→ **Set of tasks**:
**a)** According to the Feb. 27 aviation history entries, how long did the F-104 Starfighter serve with NACA's High Speed Flight Station at Edwards AFB?
**b)** Write the next part of the Feb. 27 aviation history entries, picking up after their final sentence.

→ **Document**:
--- Begin ---

Feb. 27, 1945: The Curtiss XF15C made its first flight. The XF15C-1 was a mixed-propulsion fighter prototype of the 1940s. It was among a number of similar designs ordered by the U.S. Navy before pure-jet aircraft had demonstrated their ability to operate from carriers and the mixed-propulsion designs were abandoned. Only three prototypes were constructed, the first one having crashed in testing, while the second was scrapped and the last survives to this day.

 

 

Feb. 27, 1956: At Edwards Air Force Base, Calif., NACA chief test pilot Joe Walker made the first local flight of its assigned F-104. This inaugurated 37 continuous years of Starfighter service with NACA’s High Speed Flight Station (HSFS) at Edwards AFB. The Mach 2 fighter type stayed in service with the facility until Feb. 3, 1994.

 

 

Feb. 27, 1970: NASA test pilot William “Bill” Dana flew the rocket-powered HL-10 to more than 90,000 feet, the highest altitude reached in the HL-10 lifting body flight research program. One of the Edwards History Office file photos shows Bill Dana standing on the lakebed near the HL-10 while the B-52 “mothership” flies overhead; the other photo captures him on the lakebed with the flight crew and aircraft.

--- End ---

→ **Data segment**:
--- Begin ---

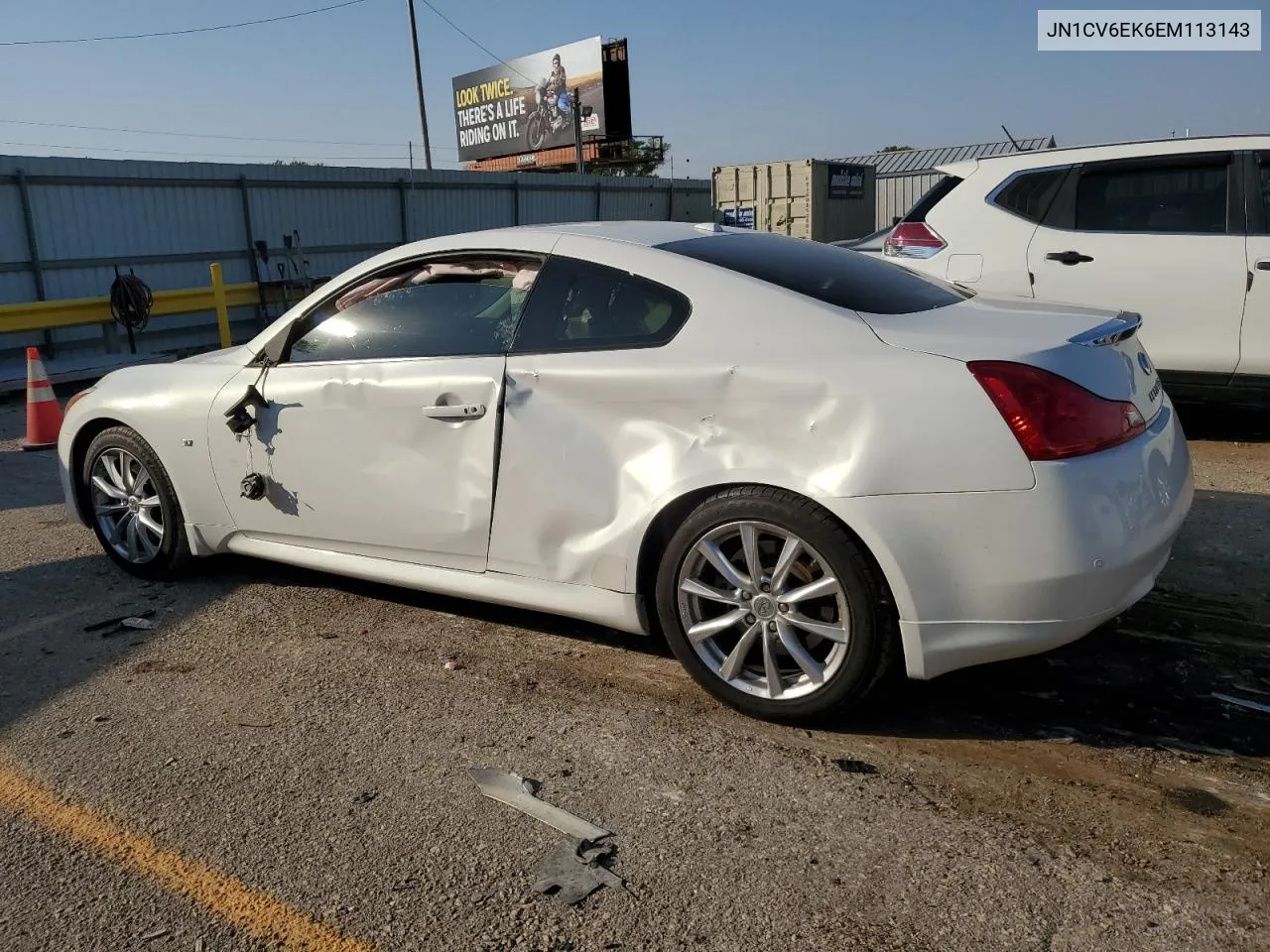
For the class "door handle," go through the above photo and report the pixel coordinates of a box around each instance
[1045,251,1093,264]
[423,404,485,420]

--- End ---

→ **Task responses**:
**a)** 37 continuous years

**b)**
Feb. 28, 1927: The Curtiss F7C Seahawk made its first flight. The Seahawk was a carrier-capable biplane fighter aircraft of the Marine Corps. The F7C was Curtiss’ first aircraft designed expressly for the Navy, rather than a modified Army type. While clearly a descendant of the P-1 Hawk, its wings were constant-chord rather than tapered, and the upper wing had a slight sweepback.  After some modification demanded by the Navy, 17 production aircraft F7C-1 Seahawks were built, and entered service in the U.S. Marine Corps’ VF-5M at Quantico, Va. In 1930 VF-9M organized the Marines’ first aerobatic stunt team, “The Red Devils”, with F7Cs featuring red painted noses. They continued in service until 1933.

 

 

Feb. 28, 1946: Republic Aircraft Corporation’s XP-84 Thunderjet made its first flight, flown by Republic test pilot Wallace A. “Wally” Lien. The single-engine, straight-winged fighter was the first of a highly successful series of fighters, ground attack and reconnaissance aircraft which served the U.S. Air Force and NATO for many years.

 

 

Feb. 28, 1962: Chief Warrant Officer Edward J. Murray was successfully ejected from a B-58 flown by Maj. “Fitz” Fulton at Edwards Air Force Base, Calif., to become the first human to test a sealed escape capsule.

 

 

Feb. 28, 1964: The first flight of an accelerated Category II test program of the North American YAT-28E took place. The aircraft was a T-28 Trojan, heavily modified to a ground attack/trainer configuration for counter-insurgency warfare.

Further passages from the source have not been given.